▸ Task prompt: Carry on the article about the Heart of Soweto study launch, picking up right after its final sentence.

▸ Source passage:
== Segment start ==

Heart of Soweto study launches
Guests view the screening area at Bara Taxi Rank.
The Soweto Cardiovascular Research Unit (Socru) officially launched the Heart of Soweto/Unite for Health Initiative, at Chris Hani Baragwanath Hospital in Soweto on September 8 2006.
Guests heard speeches from project leader Prof Karen Sliwa, researcher Prof Simon Stewart, and Adcock Ingram Managing Director Dr Jonathan Louw, who all spoke of the critical need for understanding and treating heart disease in Africa.
Sliwa also took visitors on a tour of the newly upgraded specialist heart failure clinic at the hospital and the screening site at the Bara Taxi Rank.
The Heart of Soweto Initiative was set up in response to a growing need for preventing and treating heart disease in bustling Soweto, a densely-populated urban area just south of Johannesburg, South Africa.
Prof Karen Sliwa says the Heart of Soweto/Unite for Health Initiative will enhance researchers' understanding of heart disease in Africa.
“In a typical clinic day, more than 100 people are seen in the outpatient clinic at the hospital for a heart-related condition,” Sliwa pointed out at the launch.
In collaboration with leading international experts from Australia and the United Kingdom, the Heart of Soweto Study has begun the important task of research to strive for a better understanding and monitoring of heart disease in the local population. The researchers aim to gather new and improved data, and in turn, develop better health-care services.

== Segment end ==

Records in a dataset
== Segment start ==

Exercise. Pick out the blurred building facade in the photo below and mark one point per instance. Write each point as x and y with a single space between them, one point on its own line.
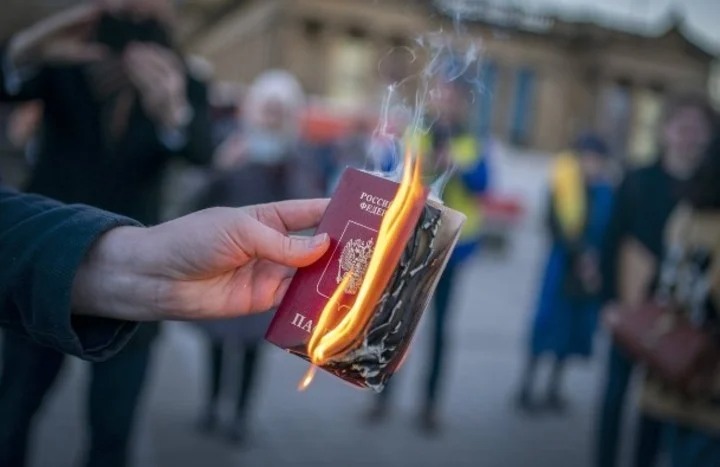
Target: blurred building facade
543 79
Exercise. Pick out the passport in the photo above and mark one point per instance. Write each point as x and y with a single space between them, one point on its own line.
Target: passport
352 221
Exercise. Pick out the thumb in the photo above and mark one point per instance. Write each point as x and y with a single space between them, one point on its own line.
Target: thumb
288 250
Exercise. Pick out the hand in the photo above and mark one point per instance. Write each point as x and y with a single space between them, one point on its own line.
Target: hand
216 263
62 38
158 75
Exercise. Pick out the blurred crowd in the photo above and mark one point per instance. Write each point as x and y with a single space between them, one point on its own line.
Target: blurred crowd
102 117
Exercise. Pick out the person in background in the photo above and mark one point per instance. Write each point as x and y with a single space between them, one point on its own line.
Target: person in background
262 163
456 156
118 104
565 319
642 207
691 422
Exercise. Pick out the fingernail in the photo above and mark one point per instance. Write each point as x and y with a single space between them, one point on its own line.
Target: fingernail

== Segment end ==

▸ Your response:
Each month, research nurses and doctors from the Heart of Soweto Study set up a “screening station” within the community and provide free health checks for common risk factors for heart disease and health-care advice or follow-ups, if required. “Fifty-five percent of those screened at our ‘Heart Awareness Days’ have been found to have at least one risk factor for developing heart disease,” explained Sliwa.
In addition to providing expert health care to those seeking treatment for heart-related conditions, the staff of the Cardiology Unit of the Chris Hani Baragwanath Hospital have established a unique clinical registry to describe each presenting case from the local population. The study team has already documented more than 3000 cases of heart disease – the largest data collection of its kind in Africa. 55% of those screened have had at least one risk factor for developing heart disease.
A Soweto resident is screened for risk factors associated with heart failure.
With the success of the initial phases of the Heart of Soweto Study now established, the study team is currently planning more community activities to monitor the emergence of heart disease in the community via larger, more comprehensive screening programmes and the creation of effective health-care prevention and management services in Soweto.